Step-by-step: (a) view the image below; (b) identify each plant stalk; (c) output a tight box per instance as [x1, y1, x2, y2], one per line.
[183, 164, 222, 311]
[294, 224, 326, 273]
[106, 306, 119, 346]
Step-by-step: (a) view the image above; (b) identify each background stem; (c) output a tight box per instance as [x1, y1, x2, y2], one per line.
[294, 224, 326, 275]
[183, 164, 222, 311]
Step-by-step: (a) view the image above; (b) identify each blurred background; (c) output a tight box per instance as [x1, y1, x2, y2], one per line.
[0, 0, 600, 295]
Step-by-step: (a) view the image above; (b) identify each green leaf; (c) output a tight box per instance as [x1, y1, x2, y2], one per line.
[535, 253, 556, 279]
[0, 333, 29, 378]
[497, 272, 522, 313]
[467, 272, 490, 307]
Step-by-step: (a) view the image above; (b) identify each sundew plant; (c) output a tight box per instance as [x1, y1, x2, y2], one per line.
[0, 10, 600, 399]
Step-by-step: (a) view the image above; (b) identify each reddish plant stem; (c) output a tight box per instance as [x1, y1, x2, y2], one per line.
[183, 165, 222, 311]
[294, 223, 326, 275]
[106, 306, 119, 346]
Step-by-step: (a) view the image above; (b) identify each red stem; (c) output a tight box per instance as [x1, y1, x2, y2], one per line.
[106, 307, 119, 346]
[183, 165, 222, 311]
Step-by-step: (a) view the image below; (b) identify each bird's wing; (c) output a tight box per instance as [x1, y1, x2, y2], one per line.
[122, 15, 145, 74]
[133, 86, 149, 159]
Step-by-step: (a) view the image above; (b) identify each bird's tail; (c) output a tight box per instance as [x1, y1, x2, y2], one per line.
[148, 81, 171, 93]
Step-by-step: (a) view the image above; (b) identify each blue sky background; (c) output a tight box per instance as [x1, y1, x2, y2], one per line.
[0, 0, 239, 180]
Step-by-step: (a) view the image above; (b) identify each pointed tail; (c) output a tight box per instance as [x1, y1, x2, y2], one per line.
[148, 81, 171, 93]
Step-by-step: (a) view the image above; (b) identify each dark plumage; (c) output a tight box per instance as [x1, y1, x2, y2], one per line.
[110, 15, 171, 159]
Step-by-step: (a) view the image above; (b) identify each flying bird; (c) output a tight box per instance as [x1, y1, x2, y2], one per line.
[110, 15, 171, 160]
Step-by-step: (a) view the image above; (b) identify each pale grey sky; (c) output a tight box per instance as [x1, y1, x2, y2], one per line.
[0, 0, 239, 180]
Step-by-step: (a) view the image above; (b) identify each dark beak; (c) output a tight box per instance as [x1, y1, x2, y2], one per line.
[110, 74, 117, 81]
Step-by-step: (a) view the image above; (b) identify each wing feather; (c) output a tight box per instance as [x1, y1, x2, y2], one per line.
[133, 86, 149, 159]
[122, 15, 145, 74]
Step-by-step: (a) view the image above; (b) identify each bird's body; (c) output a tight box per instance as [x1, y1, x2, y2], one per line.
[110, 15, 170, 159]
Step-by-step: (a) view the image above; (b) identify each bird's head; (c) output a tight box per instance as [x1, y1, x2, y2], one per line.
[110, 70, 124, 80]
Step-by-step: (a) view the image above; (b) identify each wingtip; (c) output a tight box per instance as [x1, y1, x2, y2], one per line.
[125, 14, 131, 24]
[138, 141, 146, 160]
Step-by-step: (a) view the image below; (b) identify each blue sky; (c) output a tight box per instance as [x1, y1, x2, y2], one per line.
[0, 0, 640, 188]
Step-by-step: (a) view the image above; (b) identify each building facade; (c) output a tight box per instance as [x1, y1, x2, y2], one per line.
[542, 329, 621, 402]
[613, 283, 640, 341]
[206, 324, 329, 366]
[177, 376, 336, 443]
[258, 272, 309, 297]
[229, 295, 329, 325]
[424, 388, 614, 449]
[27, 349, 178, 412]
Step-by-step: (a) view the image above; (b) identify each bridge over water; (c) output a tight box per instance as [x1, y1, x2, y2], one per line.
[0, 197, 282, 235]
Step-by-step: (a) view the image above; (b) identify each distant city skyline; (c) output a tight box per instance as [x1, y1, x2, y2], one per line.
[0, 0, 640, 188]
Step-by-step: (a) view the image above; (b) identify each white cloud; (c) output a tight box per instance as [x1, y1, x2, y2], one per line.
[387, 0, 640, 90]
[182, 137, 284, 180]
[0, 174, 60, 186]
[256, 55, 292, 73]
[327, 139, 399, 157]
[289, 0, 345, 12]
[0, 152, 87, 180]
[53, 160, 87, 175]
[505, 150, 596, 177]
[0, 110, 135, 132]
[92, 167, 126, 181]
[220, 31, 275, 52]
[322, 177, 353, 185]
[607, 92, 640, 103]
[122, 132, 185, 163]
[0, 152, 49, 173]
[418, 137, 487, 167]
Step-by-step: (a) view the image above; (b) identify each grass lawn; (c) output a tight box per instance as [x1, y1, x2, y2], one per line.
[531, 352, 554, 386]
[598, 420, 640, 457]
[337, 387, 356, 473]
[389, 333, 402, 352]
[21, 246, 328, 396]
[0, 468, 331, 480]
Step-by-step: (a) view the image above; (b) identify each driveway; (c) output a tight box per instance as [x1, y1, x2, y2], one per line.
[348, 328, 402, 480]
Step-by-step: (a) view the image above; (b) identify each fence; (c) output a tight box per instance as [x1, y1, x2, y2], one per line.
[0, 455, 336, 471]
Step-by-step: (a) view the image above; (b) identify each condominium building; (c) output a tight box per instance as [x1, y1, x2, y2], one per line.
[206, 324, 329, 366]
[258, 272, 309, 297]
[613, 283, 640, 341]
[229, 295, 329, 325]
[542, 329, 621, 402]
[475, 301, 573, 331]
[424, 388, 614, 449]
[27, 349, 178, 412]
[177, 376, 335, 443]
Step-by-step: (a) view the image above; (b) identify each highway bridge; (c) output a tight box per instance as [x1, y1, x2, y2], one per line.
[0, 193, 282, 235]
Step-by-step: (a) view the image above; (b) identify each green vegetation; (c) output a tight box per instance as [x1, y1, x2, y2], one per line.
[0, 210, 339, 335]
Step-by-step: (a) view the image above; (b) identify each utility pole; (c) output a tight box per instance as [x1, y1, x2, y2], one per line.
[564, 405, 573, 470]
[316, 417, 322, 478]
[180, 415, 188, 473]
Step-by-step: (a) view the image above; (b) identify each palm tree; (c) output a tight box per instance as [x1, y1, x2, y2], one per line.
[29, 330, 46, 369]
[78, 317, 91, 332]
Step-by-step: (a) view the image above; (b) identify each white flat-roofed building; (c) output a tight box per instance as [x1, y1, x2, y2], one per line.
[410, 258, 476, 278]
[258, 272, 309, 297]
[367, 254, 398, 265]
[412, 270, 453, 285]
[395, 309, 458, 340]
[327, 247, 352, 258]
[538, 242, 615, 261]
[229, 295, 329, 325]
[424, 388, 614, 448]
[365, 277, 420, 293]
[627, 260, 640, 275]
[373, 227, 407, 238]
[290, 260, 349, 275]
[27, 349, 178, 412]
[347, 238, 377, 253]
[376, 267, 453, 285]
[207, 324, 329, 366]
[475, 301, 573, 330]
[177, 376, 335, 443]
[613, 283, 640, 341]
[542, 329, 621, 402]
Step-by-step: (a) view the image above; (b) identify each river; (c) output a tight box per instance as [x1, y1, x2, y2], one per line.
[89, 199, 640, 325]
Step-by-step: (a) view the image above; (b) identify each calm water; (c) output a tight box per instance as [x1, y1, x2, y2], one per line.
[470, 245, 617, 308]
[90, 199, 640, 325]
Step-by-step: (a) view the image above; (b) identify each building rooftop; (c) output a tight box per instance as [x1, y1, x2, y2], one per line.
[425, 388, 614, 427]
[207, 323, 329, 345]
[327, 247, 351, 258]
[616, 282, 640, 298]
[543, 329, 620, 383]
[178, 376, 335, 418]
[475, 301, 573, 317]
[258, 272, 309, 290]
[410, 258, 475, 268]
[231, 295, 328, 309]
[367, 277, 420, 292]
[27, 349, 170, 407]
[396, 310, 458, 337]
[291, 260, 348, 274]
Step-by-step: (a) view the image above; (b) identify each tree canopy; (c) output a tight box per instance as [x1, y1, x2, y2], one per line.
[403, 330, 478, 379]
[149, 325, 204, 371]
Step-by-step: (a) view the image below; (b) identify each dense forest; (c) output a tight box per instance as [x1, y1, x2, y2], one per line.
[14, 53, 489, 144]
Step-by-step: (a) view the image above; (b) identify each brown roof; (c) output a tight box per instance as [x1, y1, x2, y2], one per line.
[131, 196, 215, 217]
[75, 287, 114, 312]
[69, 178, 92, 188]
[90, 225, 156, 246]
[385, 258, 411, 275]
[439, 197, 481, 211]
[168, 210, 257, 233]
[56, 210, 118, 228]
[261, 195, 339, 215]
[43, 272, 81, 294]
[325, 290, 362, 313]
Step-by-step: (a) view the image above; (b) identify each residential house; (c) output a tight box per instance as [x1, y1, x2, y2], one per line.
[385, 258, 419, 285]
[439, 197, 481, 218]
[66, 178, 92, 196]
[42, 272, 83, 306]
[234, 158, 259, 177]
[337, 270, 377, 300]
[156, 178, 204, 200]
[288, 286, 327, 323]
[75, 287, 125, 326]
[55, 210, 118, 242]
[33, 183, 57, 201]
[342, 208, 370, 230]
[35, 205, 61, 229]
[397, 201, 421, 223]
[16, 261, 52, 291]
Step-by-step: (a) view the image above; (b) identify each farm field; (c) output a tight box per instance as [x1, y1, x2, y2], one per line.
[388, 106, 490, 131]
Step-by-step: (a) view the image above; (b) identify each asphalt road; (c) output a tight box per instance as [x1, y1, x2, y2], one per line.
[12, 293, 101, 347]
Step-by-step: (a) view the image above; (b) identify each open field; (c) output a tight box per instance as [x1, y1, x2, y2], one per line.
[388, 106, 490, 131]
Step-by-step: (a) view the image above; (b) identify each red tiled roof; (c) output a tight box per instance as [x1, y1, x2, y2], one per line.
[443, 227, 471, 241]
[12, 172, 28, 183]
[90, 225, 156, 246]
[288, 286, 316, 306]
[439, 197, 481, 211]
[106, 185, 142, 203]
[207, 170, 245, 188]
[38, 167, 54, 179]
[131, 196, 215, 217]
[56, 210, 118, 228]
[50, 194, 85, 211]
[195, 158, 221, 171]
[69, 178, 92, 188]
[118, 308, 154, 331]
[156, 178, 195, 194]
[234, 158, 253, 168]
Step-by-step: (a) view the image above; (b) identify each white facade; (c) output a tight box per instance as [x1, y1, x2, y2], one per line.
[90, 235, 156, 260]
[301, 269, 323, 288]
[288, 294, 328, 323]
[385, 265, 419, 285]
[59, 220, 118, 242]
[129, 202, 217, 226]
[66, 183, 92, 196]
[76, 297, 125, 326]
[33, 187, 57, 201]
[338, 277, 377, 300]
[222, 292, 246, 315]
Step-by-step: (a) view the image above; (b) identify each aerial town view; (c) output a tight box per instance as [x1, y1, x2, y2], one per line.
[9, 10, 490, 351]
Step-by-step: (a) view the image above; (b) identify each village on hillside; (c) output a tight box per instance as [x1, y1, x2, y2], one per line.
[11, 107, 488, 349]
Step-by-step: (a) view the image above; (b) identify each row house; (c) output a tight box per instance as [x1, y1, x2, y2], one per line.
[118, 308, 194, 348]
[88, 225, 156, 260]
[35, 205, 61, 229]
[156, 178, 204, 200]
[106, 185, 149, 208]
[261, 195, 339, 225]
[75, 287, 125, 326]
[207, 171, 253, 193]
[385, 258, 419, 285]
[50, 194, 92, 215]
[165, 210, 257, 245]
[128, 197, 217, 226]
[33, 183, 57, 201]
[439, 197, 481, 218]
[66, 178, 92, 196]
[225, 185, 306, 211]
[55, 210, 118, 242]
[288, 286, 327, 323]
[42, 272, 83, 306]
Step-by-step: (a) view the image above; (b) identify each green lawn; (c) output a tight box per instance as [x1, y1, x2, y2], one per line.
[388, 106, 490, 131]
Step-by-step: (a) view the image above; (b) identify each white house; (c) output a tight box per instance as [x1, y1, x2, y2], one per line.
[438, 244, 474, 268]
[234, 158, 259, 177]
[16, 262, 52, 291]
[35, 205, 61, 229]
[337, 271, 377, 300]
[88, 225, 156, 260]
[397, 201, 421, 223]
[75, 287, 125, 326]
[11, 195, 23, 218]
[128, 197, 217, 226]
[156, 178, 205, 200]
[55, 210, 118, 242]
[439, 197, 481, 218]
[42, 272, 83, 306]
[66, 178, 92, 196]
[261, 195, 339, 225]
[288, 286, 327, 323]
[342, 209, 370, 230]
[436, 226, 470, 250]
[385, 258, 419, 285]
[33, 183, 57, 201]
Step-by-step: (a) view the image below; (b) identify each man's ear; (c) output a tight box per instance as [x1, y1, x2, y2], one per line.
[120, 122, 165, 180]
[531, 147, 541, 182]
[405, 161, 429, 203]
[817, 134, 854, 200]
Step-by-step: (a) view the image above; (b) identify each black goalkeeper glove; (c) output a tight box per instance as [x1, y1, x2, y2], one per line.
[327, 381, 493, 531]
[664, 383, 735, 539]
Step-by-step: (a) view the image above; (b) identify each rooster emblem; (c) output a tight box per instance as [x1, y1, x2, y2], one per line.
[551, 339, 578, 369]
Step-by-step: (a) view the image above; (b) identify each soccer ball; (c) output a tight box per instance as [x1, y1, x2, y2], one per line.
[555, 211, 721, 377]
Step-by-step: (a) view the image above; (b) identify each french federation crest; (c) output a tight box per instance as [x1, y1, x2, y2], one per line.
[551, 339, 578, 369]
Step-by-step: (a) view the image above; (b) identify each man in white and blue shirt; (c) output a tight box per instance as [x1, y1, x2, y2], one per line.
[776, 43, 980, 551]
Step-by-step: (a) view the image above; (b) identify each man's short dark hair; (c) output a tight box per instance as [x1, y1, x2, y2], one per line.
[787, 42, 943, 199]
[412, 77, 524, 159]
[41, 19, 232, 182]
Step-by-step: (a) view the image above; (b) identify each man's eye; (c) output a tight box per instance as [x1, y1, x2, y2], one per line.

◆ ◆ ◆

◆ Exercise ◆
Reproduce, character for character, the records from the line with "each wing feather;" to the line with "[418, 137, 487, 167]", including both of those lines.

◆ Result for this task ◆
Step-by-step: (a) view the image above; (b) identify each wing feather; (c) output a tight box per instance as [x1, y1, x2, y2], one per line.
[133, 86, 149, 159]
[122, 15, 145, 74]
Step-by-step: (a) view the image above; (b) identify each bird's body; (c) output a tight box per instance as [x1, y1, x2, y2], one per line.
[110, 15, 170, 159]
Step-by-step: (a) view the image above; (b) identify each bird's head; (c) output a tight box per instance as [x1, y1, x2, y2], one per line.
[110, 70, 124, 80]
Step-by-step: (a) view the image above; (b) identify each wingtip; (c) output a tight box per instance as [x1, y1, x2, y2], one per line.
[125, 14, 131, 24]
[138, 141, 146, 160]
Step-by-step: (a) view the image below; (b) identify each blue sky; (c) output a tight box per instance as [x1, y1, x2, y2], one per line.
[0, 0, 640, 188]
Step-by-step: (a) view the image above; (b) identify each building facade; (c) output a tight box per instance as [x1, y1, x2, y2], one per line.
[542, 329, 621, 402]
[613, 283, 640, 341]
[206, 324, 329, 366]
[177, 376, 336, 443]
[258, 272, 309, 297]
[229, 295, 329, 325]
[424, 388, 614, 449]
[27, 349, 178, 412]
Step-by-step: (a) view the image above; (b) identify each bridge over water; (c) output a tight box per instance as [x1, y1, x2, y2], one per line.
[0, 197, 282, 235]
Step-by-step: (a) view the image above; (b) identify each distant city skyline; (c) output a tight box per instance as [x1, y1, x2, y2], one per line.
[0, 0, 640, 188]
Step-by-step: (a) view the image above; (b) identify each white cloud; (c) output a tight box per instance as [x1, y1, x2, y2], one per line.
[387, 0, 640, 90]
[182, 137, 284, 180]
[0, 174, 60, 186]
[256, 55, 292, 73]
[327, 139, 399, 157]
[289, 0, 345, 12]
[0, 152, 87, 180]
[53, 160, 87, 175]
[505, 150, 596, 177]
[0, 110, 135, 132]
[92, 167, 126, 181]
[220, 31, 275, 52]
[322, 177, 353, 185]
[607, 92, 640, 103]
[122, 132, 185, 163]
[0, 152, 49, 173]
[418, 137, 487, 167]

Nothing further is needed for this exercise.